▸ **Supplied records**
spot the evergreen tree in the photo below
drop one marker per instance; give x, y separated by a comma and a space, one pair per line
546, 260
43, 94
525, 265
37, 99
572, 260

▸ **Exercise**
Write out every record shown above, word for word.

▸ **Finished task**
spot the evergreen tree in the photo below
drop one marker per instance; give x, y separated by a comma and a space, one pair per line
546, 260
43, 94
525, 265
37, 99
572, 260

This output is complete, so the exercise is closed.